▶ [What you have to do]:
Continue the article on the risks of dating a married woman, starting right after its last sentence.

▶ [Text block]:
This is in response to a fan on Twitter that says that he would rather read about the perils of dating a married woman. I don’t know if I can go as hard as I did on my other article, Thinking About Dating a Married Man, Think Again …, but I am going to try. That was a classic from 2007, and one of my all time best articles.
I never expected to receive the amount of traffic I did from that article, and I am still receiving a significant amount of revenue for that work. But perhaps three years later it is worth looking into. Men why would you want to deal with a married woman, her husband will most likely try to kill you if you ever get caught and women tend to be a lot better at cheating than men. Is it really worth the hassle?
I hear women when they say that a girl can use a man for sex just as much as men use them for sex but I still think that women begin to stray when they get bored with a relationship. They stray when they fall out of love with the men that they are married to. They stray when those men neglect their responsibilities in the bedroom and those men take their emotional needs for granted. In a marriage people fall into a routine, and some people will continue to keep up the routine because it can feel a lot better than being alone and others will get away from the routine and seek their fun elsewhere.

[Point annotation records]
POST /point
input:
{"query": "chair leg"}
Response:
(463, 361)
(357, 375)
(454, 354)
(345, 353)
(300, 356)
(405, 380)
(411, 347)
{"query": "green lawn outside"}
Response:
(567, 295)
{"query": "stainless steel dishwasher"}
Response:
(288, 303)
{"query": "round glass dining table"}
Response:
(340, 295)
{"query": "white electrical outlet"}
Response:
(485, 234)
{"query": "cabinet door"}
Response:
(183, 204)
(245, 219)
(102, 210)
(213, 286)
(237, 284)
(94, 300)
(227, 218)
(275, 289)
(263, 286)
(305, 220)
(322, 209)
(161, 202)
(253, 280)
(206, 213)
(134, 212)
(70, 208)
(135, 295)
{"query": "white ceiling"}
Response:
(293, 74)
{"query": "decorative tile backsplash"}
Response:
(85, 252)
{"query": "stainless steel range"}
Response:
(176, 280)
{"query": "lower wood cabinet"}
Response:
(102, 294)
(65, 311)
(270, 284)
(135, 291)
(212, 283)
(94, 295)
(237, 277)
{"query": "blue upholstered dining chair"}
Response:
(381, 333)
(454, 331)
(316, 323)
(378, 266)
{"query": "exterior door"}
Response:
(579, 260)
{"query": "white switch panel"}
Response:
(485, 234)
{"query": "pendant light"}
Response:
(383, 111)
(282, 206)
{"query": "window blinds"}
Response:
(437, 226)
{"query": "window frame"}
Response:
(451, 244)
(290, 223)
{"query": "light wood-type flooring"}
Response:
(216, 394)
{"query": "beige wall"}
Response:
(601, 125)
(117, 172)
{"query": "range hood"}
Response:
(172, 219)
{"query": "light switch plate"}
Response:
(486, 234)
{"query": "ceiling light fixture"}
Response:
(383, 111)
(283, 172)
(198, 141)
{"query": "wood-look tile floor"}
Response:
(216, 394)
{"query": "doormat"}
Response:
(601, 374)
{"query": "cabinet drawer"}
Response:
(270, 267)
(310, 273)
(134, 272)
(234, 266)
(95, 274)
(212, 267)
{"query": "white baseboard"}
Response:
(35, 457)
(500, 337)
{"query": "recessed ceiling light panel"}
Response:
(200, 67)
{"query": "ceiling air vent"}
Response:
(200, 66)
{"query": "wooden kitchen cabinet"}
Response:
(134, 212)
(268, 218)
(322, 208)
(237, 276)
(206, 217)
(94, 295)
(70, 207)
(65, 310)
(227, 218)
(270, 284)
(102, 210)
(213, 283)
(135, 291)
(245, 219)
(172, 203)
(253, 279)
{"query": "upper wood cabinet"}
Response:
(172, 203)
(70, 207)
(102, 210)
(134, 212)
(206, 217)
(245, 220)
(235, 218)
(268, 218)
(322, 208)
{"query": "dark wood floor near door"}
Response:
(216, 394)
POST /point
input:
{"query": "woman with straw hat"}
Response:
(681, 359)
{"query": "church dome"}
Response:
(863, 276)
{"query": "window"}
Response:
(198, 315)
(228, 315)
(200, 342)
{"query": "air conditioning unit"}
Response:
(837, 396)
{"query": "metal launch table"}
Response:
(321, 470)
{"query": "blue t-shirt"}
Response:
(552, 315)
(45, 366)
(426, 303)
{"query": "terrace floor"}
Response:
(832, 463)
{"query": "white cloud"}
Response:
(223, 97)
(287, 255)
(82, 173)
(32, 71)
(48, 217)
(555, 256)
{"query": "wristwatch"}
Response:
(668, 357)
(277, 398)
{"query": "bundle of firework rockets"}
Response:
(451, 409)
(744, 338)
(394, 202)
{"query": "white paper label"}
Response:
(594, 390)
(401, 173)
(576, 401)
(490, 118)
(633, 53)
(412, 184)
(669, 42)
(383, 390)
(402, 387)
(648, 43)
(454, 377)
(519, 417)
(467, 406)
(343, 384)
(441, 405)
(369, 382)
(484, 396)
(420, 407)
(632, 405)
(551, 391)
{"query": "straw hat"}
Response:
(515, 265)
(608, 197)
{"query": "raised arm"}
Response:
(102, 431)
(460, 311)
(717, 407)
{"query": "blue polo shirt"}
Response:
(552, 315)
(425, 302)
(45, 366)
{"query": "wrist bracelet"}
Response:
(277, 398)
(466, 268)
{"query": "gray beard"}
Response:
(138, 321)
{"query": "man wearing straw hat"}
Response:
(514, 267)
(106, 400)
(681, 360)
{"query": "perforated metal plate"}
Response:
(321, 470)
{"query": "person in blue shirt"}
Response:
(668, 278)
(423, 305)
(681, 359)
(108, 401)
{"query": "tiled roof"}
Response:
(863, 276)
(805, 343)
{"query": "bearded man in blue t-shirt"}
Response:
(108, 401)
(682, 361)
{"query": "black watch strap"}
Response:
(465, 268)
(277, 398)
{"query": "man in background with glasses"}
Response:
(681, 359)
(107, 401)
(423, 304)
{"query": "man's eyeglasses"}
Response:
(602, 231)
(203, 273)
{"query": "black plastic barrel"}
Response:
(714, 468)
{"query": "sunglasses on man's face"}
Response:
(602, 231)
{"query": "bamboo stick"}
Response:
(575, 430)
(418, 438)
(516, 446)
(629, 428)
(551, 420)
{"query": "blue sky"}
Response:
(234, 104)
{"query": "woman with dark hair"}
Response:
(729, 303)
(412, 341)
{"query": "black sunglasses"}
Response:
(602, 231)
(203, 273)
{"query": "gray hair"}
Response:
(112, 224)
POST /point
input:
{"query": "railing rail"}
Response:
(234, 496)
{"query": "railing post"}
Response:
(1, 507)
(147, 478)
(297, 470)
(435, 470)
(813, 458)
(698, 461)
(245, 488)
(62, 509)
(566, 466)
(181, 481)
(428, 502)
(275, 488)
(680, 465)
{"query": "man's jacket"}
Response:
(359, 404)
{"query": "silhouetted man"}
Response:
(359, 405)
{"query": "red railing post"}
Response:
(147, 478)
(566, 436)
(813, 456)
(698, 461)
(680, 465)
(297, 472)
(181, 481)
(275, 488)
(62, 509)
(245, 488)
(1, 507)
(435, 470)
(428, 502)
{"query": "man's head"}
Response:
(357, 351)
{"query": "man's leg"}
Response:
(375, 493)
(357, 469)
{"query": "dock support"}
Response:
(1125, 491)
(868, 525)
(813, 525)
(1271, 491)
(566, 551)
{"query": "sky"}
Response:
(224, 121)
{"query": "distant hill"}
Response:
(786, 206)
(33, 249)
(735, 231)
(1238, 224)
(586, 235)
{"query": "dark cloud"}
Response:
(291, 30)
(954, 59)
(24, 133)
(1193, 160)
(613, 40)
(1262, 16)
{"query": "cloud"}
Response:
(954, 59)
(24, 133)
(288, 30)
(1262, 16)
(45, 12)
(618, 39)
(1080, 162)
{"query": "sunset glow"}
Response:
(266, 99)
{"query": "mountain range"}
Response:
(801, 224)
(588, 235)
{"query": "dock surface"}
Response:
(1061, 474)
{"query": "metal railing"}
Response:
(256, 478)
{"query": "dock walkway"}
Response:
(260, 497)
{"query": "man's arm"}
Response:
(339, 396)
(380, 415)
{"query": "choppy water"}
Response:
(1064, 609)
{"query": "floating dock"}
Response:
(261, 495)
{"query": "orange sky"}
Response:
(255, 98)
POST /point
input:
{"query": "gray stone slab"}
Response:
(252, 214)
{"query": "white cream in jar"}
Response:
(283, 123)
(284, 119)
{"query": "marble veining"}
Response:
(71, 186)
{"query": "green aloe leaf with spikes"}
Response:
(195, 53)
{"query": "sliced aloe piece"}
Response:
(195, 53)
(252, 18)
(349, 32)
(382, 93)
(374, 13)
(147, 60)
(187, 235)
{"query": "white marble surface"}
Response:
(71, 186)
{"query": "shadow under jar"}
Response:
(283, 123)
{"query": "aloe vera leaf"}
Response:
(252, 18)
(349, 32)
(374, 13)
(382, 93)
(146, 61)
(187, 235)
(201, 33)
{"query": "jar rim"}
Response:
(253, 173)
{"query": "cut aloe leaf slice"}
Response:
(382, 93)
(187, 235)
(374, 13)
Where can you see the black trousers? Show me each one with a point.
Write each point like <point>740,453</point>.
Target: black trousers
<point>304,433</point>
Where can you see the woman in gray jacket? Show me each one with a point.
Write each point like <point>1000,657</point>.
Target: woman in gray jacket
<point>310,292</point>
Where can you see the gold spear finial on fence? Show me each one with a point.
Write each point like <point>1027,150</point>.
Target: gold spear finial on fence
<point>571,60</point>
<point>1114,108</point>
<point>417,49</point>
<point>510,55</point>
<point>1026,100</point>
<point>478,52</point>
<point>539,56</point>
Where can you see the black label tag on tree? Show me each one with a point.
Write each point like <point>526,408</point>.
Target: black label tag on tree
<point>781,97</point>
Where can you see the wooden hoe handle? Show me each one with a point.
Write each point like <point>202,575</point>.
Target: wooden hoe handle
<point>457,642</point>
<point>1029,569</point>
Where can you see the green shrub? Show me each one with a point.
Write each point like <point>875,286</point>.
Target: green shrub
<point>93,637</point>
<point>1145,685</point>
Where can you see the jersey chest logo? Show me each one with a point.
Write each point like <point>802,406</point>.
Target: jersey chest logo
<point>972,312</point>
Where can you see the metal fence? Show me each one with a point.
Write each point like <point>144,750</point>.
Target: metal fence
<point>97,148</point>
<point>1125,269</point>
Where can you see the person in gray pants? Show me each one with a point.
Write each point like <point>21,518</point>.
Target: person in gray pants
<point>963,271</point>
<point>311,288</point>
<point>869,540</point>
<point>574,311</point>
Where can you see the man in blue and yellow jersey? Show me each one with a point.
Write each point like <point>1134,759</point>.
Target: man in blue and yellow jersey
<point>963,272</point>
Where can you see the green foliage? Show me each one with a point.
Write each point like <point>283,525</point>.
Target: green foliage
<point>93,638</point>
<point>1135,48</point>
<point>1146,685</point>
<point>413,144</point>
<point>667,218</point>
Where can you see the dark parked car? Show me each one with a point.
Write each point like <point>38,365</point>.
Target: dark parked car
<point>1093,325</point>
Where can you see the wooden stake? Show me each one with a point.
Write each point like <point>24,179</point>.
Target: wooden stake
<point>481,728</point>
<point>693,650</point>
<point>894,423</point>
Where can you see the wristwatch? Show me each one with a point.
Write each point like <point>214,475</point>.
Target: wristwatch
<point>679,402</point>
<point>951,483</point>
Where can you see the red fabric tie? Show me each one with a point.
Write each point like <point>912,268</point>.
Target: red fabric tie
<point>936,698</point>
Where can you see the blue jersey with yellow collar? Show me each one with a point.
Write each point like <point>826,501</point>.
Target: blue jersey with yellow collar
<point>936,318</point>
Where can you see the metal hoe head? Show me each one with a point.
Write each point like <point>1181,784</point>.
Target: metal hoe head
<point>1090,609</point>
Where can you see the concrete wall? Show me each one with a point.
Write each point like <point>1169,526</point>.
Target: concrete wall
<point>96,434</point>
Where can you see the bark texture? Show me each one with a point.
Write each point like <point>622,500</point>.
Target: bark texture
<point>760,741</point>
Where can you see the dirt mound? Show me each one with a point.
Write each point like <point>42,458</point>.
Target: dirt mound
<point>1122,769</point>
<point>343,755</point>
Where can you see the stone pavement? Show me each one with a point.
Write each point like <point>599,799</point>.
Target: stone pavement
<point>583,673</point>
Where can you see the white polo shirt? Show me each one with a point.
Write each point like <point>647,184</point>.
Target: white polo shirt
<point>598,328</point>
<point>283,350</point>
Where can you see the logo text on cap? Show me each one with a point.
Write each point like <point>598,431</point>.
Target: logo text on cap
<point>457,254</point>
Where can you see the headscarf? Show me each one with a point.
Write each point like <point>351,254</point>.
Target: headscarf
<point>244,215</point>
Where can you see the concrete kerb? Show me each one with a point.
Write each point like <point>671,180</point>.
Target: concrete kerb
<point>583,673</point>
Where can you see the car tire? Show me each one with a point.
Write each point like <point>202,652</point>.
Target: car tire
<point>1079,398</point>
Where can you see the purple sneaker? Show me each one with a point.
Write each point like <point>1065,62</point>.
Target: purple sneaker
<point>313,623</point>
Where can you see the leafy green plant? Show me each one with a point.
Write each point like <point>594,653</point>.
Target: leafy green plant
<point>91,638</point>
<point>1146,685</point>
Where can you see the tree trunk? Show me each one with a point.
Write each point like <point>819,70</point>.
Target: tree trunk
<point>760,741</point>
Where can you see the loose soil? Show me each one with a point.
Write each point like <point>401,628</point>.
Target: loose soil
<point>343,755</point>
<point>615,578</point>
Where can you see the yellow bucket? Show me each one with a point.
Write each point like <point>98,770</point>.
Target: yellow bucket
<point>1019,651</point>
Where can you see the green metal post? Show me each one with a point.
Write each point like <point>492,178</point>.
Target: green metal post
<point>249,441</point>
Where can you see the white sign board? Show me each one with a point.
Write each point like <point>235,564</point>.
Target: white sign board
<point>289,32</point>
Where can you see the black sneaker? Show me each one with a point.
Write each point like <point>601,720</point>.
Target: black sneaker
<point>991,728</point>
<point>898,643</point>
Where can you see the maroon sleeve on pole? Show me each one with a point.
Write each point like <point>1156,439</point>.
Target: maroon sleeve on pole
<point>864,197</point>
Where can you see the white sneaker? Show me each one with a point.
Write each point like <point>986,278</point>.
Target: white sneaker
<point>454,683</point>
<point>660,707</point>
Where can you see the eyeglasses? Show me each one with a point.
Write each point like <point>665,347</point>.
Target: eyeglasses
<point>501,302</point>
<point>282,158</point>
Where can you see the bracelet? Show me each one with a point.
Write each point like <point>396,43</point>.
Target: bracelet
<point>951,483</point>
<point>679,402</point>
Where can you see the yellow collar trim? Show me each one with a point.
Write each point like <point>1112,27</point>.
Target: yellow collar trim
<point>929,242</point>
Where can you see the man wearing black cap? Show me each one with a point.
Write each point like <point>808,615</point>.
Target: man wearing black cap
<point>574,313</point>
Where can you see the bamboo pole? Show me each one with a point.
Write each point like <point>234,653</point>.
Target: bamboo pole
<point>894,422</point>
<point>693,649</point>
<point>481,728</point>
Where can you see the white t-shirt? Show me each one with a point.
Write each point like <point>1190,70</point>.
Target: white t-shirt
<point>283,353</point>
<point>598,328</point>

▶ [Expected answer]:
This is where you come in as a single man that likes the fact that the woman is unattached. Just like a woman that likes a married man that is available emotionally and sexually, but does not take up too much of your time and is not going to ask a lot of you the married woman promises the same illusion of being able to have your cake and eat it to for the single man. So what type of man gets involved with a married woman? Is he someone that likes the idea that he can be with a married woman but does not have to go through the hoops of maintaining a relationship with her?
A married woman knows exactly what she wants and will throw out some subtle hints out there that you can pick up on and do with as you may. A lot of married women get involved with other married men, and they can be very clear about what the arrangement may be. In fact men may have it a bit worse than women because while a married man may want someone but will not pursue her because he doesn’t want to get caught and does not want to aggressively pursue someone a married woman just has to say the word. Chances are some single man has been flirting with a married woman at work for months and is easy to find if she wants to take it there.
Whereas men will cheat because the opportunity presented itself and will do so on a whim a woman may have given it careful consideration. My article warning women about married men dealt heavily with the potential pitfalls of falling in love with a man that is not going to leave his wife for her. It told women not to get in too deep, and suggested that those women deserved someone that could be there for them exclusively. Quite honestly I have reevaluated my positions on infidelity. I think that people actually like the idea of being with someone that can make them feel better than the single people that they are dating.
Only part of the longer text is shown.